(Point-per-instance localization data)
----------------

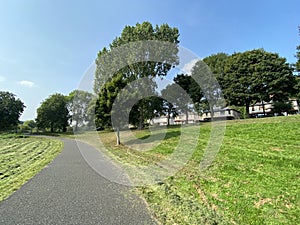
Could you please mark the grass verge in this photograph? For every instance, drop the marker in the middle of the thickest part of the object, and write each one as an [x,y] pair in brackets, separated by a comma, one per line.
[255,178]
[22,157]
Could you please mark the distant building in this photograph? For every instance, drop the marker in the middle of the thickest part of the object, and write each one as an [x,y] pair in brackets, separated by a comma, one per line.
[222,114]
[266,108]
[219,114]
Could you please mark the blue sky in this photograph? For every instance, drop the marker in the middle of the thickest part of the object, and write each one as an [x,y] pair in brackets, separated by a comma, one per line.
[46,46]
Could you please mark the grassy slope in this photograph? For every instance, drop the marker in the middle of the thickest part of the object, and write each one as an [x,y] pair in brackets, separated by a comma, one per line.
[22,158]
[255,178]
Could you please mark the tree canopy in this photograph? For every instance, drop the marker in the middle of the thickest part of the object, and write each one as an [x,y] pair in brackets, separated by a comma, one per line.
[78,104]
[257,75]
[53,113]
[11,109]
[108,85]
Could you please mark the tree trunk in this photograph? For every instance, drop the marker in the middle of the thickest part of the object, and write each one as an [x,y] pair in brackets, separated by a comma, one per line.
[186,117]
[212,113]
[141,122]
[118,136]
[263,105]
[51,129]
[247,109]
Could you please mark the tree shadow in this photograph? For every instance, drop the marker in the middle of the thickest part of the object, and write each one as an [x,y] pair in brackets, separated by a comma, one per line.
[150,138]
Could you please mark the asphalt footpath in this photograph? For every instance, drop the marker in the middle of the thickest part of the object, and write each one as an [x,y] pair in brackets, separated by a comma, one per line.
[69,191]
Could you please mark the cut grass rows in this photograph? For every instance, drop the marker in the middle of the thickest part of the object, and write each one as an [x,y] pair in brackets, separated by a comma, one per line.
[255,178]
[22,158]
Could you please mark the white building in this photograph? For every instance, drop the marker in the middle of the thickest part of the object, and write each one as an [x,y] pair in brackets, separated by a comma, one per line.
[259,108]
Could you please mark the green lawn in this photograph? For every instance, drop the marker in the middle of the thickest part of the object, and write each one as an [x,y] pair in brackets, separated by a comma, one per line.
[255,178]
[21,158]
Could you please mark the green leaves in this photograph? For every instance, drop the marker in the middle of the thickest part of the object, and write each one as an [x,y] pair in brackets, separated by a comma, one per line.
[53,113]
[138,53]
[257,75]
[10,110]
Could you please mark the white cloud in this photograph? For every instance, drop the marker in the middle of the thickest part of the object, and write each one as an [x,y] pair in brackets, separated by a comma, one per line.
[27,83]
[187,68]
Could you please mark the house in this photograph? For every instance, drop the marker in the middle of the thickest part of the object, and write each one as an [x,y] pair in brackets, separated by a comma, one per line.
[260,109]
[221,114]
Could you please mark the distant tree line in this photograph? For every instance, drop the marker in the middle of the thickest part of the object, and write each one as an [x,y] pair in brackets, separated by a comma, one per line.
[244,78]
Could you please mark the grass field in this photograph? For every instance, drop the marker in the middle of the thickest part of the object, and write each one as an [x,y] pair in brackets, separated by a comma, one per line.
[255,178]
[21,158]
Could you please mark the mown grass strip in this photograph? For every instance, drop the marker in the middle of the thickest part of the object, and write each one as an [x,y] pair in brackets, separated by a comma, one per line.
[255,178]
[22,158]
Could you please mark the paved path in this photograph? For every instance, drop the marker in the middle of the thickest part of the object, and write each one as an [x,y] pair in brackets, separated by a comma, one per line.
[68,191]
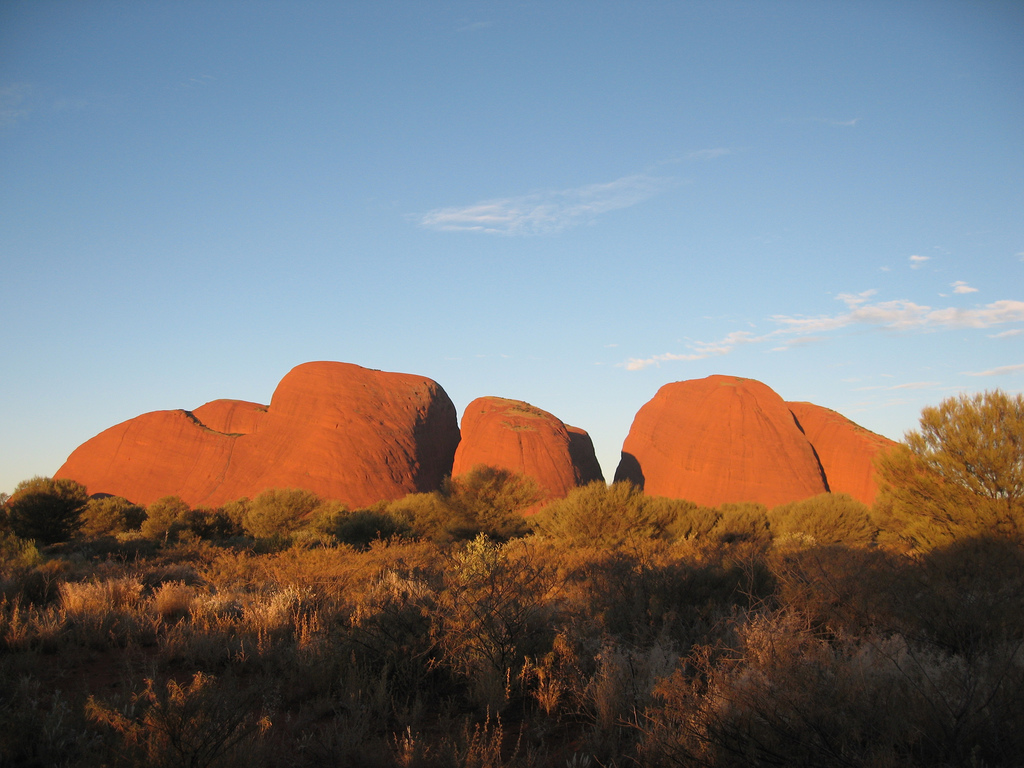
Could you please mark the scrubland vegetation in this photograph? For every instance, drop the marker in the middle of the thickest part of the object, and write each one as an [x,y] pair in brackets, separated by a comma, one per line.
[610,629]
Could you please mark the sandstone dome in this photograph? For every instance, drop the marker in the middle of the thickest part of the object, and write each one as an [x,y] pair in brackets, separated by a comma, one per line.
[519,437]
[337,429]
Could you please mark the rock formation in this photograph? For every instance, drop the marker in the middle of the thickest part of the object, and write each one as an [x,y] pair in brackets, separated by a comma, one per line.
[339,430]
[845,450]
[729,439]
[517,436]
[720,439]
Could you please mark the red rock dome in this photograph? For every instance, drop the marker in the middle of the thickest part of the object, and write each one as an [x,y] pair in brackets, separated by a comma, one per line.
[845,450]
[519,437]
[720,439]
[339,430]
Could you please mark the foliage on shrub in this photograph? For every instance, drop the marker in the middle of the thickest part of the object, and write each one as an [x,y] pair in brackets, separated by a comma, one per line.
[46,510]
[960,474]
[488,500]
[165,518]
[279,512]
[822,519]
[612,515]
[111,514]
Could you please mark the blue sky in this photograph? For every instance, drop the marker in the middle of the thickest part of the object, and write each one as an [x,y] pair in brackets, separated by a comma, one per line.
[566,203]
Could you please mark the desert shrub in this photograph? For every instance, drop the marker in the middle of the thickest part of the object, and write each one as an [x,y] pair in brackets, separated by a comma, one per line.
[209,523]
[493,613]
[46,510]
[744,521]
[488,500]
[165,518]
[960,474]
[426,516]
[823,519]
[279,512]
[785,696]
[964,598]
[361,526]
[598,514]
[16,554]
[111,514]
[201,723]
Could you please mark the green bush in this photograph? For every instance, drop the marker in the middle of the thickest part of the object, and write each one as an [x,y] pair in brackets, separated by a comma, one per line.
[279,512]
[603,515]
[489,500]
[47,510]
[822,519]
[961,474]
[111,514]
[165,518]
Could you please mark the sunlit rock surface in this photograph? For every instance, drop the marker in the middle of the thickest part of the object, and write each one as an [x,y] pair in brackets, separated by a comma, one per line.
[720,439]
[339,430]
[517,436]
[845,450]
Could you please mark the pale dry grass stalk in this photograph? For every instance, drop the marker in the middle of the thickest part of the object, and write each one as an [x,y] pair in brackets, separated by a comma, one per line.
[173,601]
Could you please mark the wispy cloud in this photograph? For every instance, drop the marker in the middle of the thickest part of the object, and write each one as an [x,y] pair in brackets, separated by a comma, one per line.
[1000,371]
[718,152]
[908,385]
[11,103]
[546,212]
[901,315]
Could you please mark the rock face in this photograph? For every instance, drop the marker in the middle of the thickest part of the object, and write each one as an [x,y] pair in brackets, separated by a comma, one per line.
[517,436]
[339,430]
[720,439]
[726,439]
[845,450]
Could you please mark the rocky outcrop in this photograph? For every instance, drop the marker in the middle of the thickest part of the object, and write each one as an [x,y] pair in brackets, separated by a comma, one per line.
[339,430]
[720,439]
[517,436]
[845,450]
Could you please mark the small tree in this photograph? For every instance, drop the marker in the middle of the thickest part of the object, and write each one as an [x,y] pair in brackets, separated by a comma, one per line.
[279,512]
[489,500]
[961,474]
[47,510]
[165,518]
[111,514]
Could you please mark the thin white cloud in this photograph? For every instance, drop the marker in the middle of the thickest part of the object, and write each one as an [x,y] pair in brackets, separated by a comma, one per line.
[899,315]
[547,212]
[473,26]
[11,109]
[908,385]
[1000,371]
[718,152]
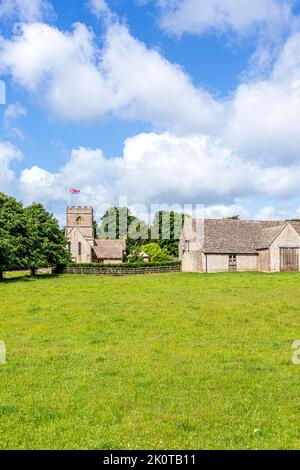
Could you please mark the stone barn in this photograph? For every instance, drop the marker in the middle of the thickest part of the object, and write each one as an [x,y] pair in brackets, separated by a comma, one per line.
[228,245]
[82,244]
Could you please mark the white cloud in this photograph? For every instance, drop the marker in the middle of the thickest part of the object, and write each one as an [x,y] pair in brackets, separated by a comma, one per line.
[78,81]
[193,170]
[8,155]
[13,112]
[240,16]
[99,8]
[25,10]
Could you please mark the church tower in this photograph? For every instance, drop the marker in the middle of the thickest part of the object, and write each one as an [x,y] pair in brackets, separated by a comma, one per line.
[80,233]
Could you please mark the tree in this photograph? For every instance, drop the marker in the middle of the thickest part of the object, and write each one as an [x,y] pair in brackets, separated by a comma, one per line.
[156,253]
[118,223]
[166,230]
[46,242]
[13,249]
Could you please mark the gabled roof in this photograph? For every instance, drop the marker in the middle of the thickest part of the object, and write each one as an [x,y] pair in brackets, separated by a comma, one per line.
[109,249]
[239,236]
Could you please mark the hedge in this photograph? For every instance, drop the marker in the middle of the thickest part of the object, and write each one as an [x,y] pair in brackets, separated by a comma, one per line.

----------------

Aim of the task: Set down exactly the lines beginning at the one that holds "Could you please mark the tree in" and ending with the last line of the data.

The completed task:
Could you please mark the tree in this photograph? For every instance, drop the marker in the middle of the thickest part of the object, and write each one as an [x,y] pair in brackets, separated by a comma, one per line.
[156,253]
[118,223]
[166,230]
[46,242]
[13,249]
Could you please mark the gabled roof in this photograph? For every instance, drop the marker in the middle of the thickest part of the object, and write each one as an [x,y] pair in brackets, separated by a comma, one per line.
[109,249]
[239,236]
Could you please mark the hedge in this photograph? For every instance, drop the marker in the middle of the thickest part of the object, and write each one as an [x,y] pair in brackets, separated by a comma, one per line.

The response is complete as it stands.